• Aufgaben:
a - In welchem Museum sind laut dem Textausschnitt seit Mitte Februar die Arbeiten der Bildhauerinnen zu sehen?
b - Gib aus dem Textausschnitt den Teil von „Die 1. Generation“ bis einschließlich „Louise Stomps (1900-1988).“ wortgetreu zurück.
c - Fasse den Absatz des Textausschnitts, der mit „Der Journalist, Schriftsteller und Kritiker“ beginnt, kürzer zusammen und behalte dabei die wichtigsten Fakten.

• Textausschnitt:
▶
Die 1. Generation – Bildhauerinnen der Berliner Moderne
Seit Mitte Februar sind im Georg Kolbe Museum Arbeiten der bedeutendsten und bekanntesten Bildhauerinnen des beginnenden 20. Jahrhunderts zu sehen. Große Künstlerinnen wie Käthe Kollwitz (1867-1956), Renée Sintenis (1888-1965), Emy Roeder (1890-1971) oder Milly Steger (1881-1948) treffen auf weniger bekannte aber nicht minder interessante Frauen wie Sophie Wolff (1865-1944) Marg Moll (1884-1977), Tina Haim-Wentscher (1887-1974), Christa Winsloe (1888-1944), Jenny Mucchi-Wiegmann (1895-1969) und Louise Stomps (1900-1988).
Der Journalist, Schriftsteller und Kritiker Franz Servaes war 1916 noch nicht bereit für diese Frauenpower und äußerte sich nicht wirklich positiv oder respektvoll über die Künstlerinnen. „Milly Steger äfft Lehmbruch nach und Margarete Moll strebt einen Scheußlichkeitsrekord an“. Einzig Käthe Kollwitz fand Gnade vor seinem Auge, ihre Arbeiten nannte er immerhin „sehr innerlich“. Bildhauerei ist halt nichts für Frauen, war damals die allgemeine Meinung einiger der männlichen Künstler, ausgeschlossen hiervon Georg Kolbe und Max Liebermann.
◀
• Rohdaten:
▶
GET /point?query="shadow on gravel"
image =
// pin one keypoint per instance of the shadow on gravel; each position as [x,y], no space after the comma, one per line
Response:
◀
• Antworten je Aufgabe:
a - Im Georg Kolbe Museum.

b -
Die 1. Generation – Bildhauerinnen der Berliner Moderne
Seit Mitte Februar sind im Georg Kolbe Museum Arbeiten der bedeutendsten und bekanntesten Bildhauerinnen des beginnenden 20. Jahrhunderts zu sehen. Große Künstlerinnen wie Käthe Kollwitz (1867-1956), Renée Sintenis (1888-1965), Emy Roeder (1890-1971) oder Milly Steger (1881-1948) treffen auf weniger bekannte aber nicht minder interessante Frauen wie Sophie Wolff (1865-1944) Marg Moll (1884-1977), Tina Haim-Wentscher (1887-1974), Christa Winsloe (1888-1944), Jenny Mucchi-Wiegmann (1895-1969) und Louise Stomps (1900-1988).

c - Franz Servaes war Journalist, Schriftsteller und Kritiker. 1916 äußerte er sich abfällig über die Bildhauerinnen: Milly Steger ahme Lehmbruch nach, und Margarete Moll strebe einen „Scheußlichkeitsrekord“ an. Nur Käthe Kollwitz schätzte er, und ihre Arbeiten nannte er „sehr innerlich“. Einige männliche Künstler meinten damals, Bildhauerei sei nichts für Frauen. Georg Kolbe und Max Liebermann teilten diese Meinung nicht.